------ SUPPLIED MATERIAL

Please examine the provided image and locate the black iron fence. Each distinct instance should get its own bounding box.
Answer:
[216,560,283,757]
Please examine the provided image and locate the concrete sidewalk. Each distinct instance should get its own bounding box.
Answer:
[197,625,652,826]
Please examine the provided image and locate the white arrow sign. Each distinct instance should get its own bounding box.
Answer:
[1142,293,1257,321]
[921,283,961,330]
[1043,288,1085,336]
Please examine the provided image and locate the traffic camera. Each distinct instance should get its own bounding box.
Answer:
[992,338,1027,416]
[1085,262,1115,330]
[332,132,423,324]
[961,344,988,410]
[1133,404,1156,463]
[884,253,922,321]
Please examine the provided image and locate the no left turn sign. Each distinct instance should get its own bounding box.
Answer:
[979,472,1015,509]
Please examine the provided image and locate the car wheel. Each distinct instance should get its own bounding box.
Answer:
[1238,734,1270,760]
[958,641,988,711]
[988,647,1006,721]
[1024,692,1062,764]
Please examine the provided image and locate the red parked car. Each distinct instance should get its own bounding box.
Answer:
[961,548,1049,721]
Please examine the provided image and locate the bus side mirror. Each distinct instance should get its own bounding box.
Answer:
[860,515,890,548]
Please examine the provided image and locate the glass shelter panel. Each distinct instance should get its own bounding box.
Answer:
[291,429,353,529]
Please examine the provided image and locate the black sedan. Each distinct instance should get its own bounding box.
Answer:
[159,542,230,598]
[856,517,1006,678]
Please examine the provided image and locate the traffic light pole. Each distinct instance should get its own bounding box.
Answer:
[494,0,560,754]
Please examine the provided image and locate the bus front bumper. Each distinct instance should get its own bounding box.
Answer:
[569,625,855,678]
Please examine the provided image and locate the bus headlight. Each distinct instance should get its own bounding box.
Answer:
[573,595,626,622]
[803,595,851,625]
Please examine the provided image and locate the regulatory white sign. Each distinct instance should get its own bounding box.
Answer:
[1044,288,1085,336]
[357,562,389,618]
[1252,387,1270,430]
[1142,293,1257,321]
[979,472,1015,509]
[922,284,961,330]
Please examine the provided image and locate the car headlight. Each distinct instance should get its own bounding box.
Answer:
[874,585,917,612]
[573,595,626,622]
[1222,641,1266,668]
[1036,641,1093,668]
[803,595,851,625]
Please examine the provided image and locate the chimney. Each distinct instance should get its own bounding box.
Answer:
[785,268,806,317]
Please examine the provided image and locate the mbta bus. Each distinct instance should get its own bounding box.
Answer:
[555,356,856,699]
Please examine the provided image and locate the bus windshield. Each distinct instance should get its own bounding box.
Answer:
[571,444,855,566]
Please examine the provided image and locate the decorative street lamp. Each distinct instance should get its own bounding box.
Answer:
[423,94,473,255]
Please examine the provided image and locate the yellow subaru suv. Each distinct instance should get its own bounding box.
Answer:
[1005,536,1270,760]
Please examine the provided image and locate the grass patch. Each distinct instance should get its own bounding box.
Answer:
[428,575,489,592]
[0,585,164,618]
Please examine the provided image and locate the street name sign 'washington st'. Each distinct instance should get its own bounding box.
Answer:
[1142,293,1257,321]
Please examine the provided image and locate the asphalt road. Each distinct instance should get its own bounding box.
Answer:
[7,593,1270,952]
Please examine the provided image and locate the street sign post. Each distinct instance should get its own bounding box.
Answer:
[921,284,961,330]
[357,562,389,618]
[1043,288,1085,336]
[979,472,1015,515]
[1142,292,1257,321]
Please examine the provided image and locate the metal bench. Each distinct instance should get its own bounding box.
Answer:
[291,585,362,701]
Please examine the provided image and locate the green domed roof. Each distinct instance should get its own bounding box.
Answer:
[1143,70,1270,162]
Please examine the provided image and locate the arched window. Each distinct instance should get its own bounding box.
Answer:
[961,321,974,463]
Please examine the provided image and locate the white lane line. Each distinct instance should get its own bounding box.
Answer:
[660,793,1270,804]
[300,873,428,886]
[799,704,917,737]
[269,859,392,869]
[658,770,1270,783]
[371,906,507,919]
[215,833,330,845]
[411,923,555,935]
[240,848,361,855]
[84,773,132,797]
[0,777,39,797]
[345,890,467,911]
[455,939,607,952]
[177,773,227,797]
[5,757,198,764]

------------

- EXERCISE PROMPT
Could you update all of the records above by replacing every "distinct" with "separate" and leaving everything else unchanged?

- SOLUTION FOR THIS EXERCISE
Please examine the provided image and locate the black iron fence. Each separate instance should get its own bounding box.
Answer:
[216,560,283,757]
Please examine the provided image and locate the concrete sidewalk. Each separate instance should get its own bounding box.
Answer:
[197,625,652,826]
Please examine the provided image and locate the white arrow sign. Each separate instance should get its own bounding box.
Answer:
[1142,293,1257,321]
[921,283,961,330]
[1043,288,1085,336]
Please examine the provided image and locate the traffic camera. Each separate instance should get its own bounding box.
Answer:
[992,338,1027,416]
[1085,262,1115,330]
[332,132,423,324]
[961,344,988,410]
[1133,404,1156,463]
[884,253,922,321]
Please examine the provided image and locate the no left turn sign. Each separate instance should get its own bounding box.
Answer:
[979,472,1015,509]
Please examine the provided image and locate the car wheel. Each separate instance should get its own bounding box.
Answer:
[1238,734,1270,760]
[958,641,988,711]
[988,647,1006,721]
[1024,692,1062,764]
Please examine the provided image and locate the red parked car. Each separate instance should get its own bounding box.
Answer:
[961,548,1049,721]
Please examine the provided image and locate the bus side mirror. Each separate instance should get its own bounding box.
Answer:
[860,515,890,548]
Please examine the provided image and locate the glass shelter panel. Each separate instance should get its own bounding box.
Answer:
[291,429,353,529]
Please examine the provided image and locate the black sedan. Each separate instance should get its own bounding box.
Answer:
[159,542,230,598]
[856,517,1006,678]
Please examine the provided image and locate the traffic light pole. Each separate instance should get its own bounding box.
Answer:
[494,0,560,754]
Please examine the provided image and locate the bus front bumper. Each separate instance should get its own bounding box.
Answer:
[569,625,855,678]
Please examine the provided image and locate the bus headlight. Each separate instance should get its own bounding box.
Answer:
[573,595,626,622]
[803,595,851,625]
Please examine the provided image and locate the regulatory white sign. Each separate instance should get its own bounding box.
Answer:
[1044,288,1085,336]
[357,562,389,618]
[1252,387,1270,430]
[1142,293,1257,321]
[979,472,1015,509]
[922,284,961,330]
Please examine the provided image and locate the car headlight. Each separate instance should get its own bounding box.
Answer:
[874,585,917,612]
[573,595,626,622]
[1222,641,1266,668]
[1036,641,1093,668]
[803,595,851,625]
Please examine the provided image and locate the chimney. Each separate instance should get its own bounding box.
Answer:
[785,268,806,317]
Please examine the provided image and locate the mbta bus. Each separate instance should get its own bounding box.
Answer:
[555,356,856,699]
Please examine the provided image and locate the bus windshield. Each separate instance should get its own bounding box.
Answer:
[571,444,855,566]
Please examine the provided image and locate the decorative street lamp. Each separate instance should get its own bounding box.
Answer:
[423,94,473,255]
Please examine the provided image and locate the yellow subaru suv. Each separate instance should get its own bounding box.
Answer:
[1005,536,1270,760]
Please examine the provided image and locate the grass patch. Each separate instance should get its own bounding box.
Answer:
[428,575,489,592]
[0,585,164,618]
Please examine the provided image and locate the street name sign 'washington st'. Each separate instance should get its own bounding box.
Answer:
[1142,293,1257,321]
Please examine the provided image and locate the asphalt road. Each separate instance should get its own bounding box.
Answer:
[7,593,1270,952]
Please examine the provided image and locate the street sign post. Each separate instance should get its own bounding box.
Answer:
[921,284,961,330]
[357,562,389,618]
[1043,288,1085,336]
[979,472,1015,515]
[1142,292,1257,321]
Please examine the provided image and locate the metal bench. Each separate instance should get its own bounding box.
Answer:
[291,585,362,701]
Please examine the provided image and locate the green domed roof. Each separate instance should get its own bounding box.
Answer:
[1143,70,1270,162]
Please examine the provided image and locate the arched window. Each separate instance should get its own bounding box.
Answer:
[961,321,974,463]
Please examine the provided image and locate the white lane line. Each separate instance should get its own bounding box.
Answer:
[660,793,1270,804]
[300,873,428,886]
[799,704,917,737]
[269,859,392,869]
[658,770,1270,783]
[371,906,507,919]
[215,833,330,845]
[411,923,555,935]
[240,848,361,855]
[84,773,132,797]
[0,777,39,797]
[345,890,467,911]
[455,939,607,952]
[177,773,227,797]
[5,757,198,764]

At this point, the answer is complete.